How many lines in the records below contain the word "dark"? Capital and small letters count as different. Reply with the number alone.

-- START OF Data extract --

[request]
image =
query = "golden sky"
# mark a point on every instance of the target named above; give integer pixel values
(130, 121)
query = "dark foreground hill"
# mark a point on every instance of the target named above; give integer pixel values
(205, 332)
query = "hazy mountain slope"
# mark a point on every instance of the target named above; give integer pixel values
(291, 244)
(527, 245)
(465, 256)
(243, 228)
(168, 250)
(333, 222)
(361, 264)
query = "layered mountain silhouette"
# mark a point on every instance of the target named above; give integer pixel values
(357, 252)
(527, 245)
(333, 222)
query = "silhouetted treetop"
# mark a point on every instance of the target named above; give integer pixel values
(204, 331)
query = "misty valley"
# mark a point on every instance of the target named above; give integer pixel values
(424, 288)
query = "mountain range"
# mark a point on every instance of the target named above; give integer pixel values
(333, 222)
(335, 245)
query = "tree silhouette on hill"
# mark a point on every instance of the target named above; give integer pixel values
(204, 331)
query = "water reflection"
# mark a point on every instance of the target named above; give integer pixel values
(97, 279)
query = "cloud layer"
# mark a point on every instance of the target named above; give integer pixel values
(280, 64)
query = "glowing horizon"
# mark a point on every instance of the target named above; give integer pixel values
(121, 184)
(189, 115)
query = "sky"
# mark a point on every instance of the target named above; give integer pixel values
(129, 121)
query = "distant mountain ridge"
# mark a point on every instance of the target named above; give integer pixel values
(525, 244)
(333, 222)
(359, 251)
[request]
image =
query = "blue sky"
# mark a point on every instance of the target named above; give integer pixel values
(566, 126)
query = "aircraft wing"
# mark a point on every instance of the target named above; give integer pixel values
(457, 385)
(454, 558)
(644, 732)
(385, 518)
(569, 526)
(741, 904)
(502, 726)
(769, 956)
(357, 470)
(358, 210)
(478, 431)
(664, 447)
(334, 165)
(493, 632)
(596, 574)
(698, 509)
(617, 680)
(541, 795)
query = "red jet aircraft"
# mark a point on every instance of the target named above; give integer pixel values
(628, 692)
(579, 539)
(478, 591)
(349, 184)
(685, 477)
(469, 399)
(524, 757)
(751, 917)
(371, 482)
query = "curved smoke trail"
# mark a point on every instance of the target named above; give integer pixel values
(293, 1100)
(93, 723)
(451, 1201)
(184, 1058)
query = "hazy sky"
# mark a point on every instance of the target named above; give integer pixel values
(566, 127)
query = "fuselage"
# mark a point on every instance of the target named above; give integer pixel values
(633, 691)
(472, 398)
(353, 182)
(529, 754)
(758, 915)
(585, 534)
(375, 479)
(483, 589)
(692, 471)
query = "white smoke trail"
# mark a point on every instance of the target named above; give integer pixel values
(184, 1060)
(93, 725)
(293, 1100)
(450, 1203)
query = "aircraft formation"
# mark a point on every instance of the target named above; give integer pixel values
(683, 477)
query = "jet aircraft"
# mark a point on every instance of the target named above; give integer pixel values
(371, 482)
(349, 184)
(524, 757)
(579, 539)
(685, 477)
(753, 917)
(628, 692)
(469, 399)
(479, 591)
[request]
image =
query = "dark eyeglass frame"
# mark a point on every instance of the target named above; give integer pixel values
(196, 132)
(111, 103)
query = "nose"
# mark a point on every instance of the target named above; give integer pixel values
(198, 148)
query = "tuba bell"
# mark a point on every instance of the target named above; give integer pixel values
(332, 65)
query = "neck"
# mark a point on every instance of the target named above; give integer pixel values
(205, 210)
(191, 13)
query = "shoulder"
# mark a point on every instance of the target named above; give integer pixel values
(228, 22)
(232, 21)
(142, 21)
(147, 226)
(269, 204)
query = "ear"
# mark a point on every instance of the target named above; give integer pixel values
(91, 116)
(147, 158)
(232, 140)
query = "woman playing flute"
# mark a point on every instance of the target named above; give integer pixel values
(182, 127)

-- END OF Data extract --

Problem solution: 2